Monday, September 13, 2010

September 13, 2010 - Terminology - Deaf vs. Hearing-Impaired

 A deaf friend from my deaf school days e-mailed me today.  He pointed out, correctly, that the term "hearing-impaired" is today, viewed as offensive. "Hearing-impaired" was a politically correct term  when referring to  hard of hearing and deaf individuals.  Today, the word "Deaf" is perfectly acceptable.  I wasn't offended.  I completely understood where my friend was coming from.

However, I am the only deaf person in my family.  My nieces and nephews are hearing. When one of my nephews was five, his mother, my older sister, came to visit, bringing her five year old son with her.  My sister asked me if I would baby sit while she had dinner with friends one night. I said sure.  My nephew and I were sitting at the kitchen table in my home, when he said, " Aunt Mindy, what can WE do to fix your ears"?  I was stunned into silence, absolutely FLOORED that my nephew understood Aunt Mindy was somehow different.  He was perfectly serious.  I took a deep breath and collected my thoughts, wondering how do I explain DEAF to a hearing five year old. You don't.

I told my then five year old nephew, that Aunt Mindy's ears were broken, just like his mother's tummy was broken.  My nephew has known all his life that he is adopted, and that his mother could not have a baby in her tummy like his birth mother had him in her tummy.  A five year old would understand the concept of broken ears because at that age, he or she understands a broken toy.  The broken toy doesn't work.  I then explained to my nephew that Aunt Mindy wore hearing aids to help her hear, like his mother wore glasses and contact lenses to see. I took off one of my behind the ear hearing aids and showed him what the hearing aid did.  My nephew seemed satisfied.

Later, when my sister came home and her son had long been tucked into bed by his Aunt Mindy, I told my sister what her son had said at the kitchen table. It threw her for a loop. She was as surprised as I had been.

My usage of the term "hearing-impaired" while using my CapTel phone to talk to Triple A about my battery situation the other day was quite deliberate. Hearing Society, when someone identifies themselves as Deaf, 95% of the time will automatically assume the Deaf person signs.  I also have discovered that if I identify myself as Deaf while using the CapTel phone to clue me into what is being said, that person will raise his or her voice, making the speech discrimination for me worse. Yelling is useless.  I don't sign because my family is hearing and they don't sign either.

- STORED DATA
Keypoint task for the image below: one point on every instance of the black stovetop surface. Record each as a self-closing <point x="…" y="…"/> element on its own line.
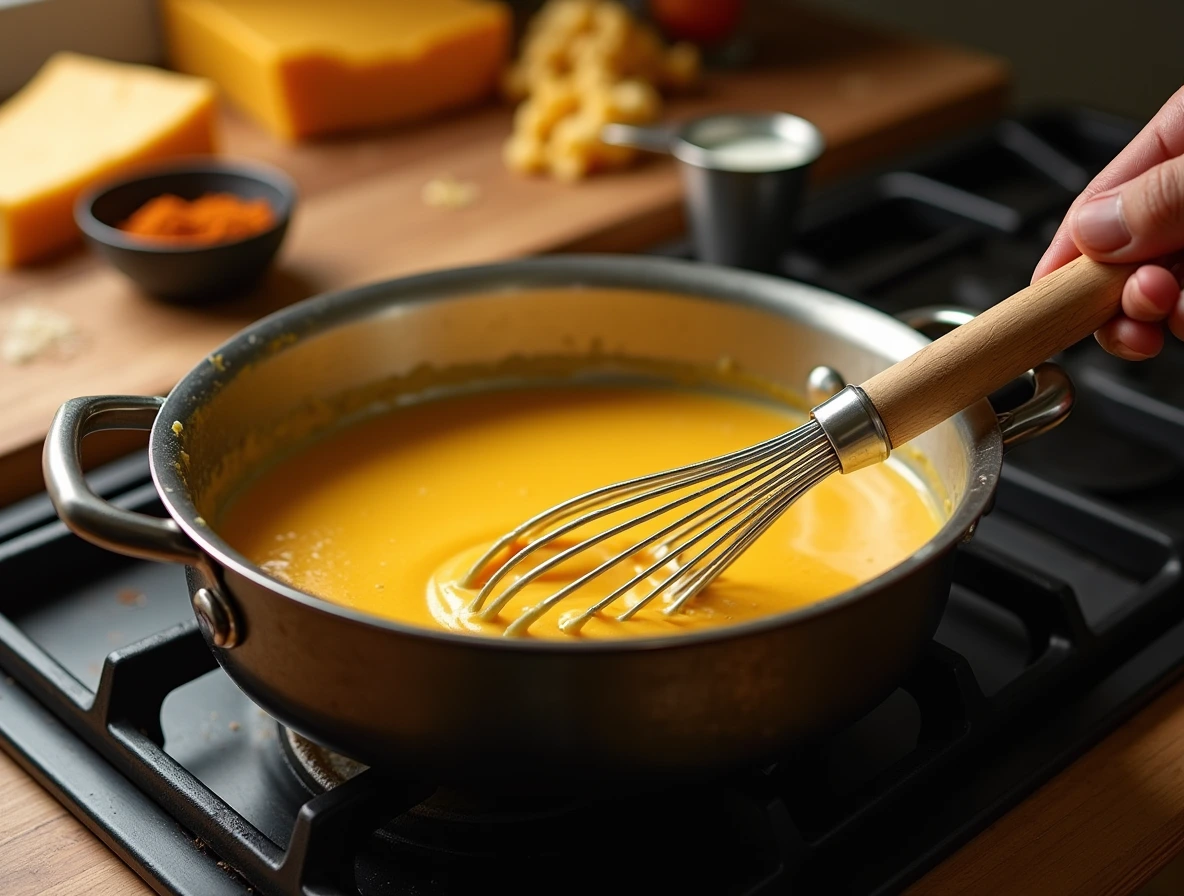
<point x="1066" y="617"/>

- WHAT NEEDS TO BE DONE
In the post on deaf versus hearing-impaired terminology, why does the writer not sign?

- TASK RESULT
The writer's family is hearing, and they don't sign either.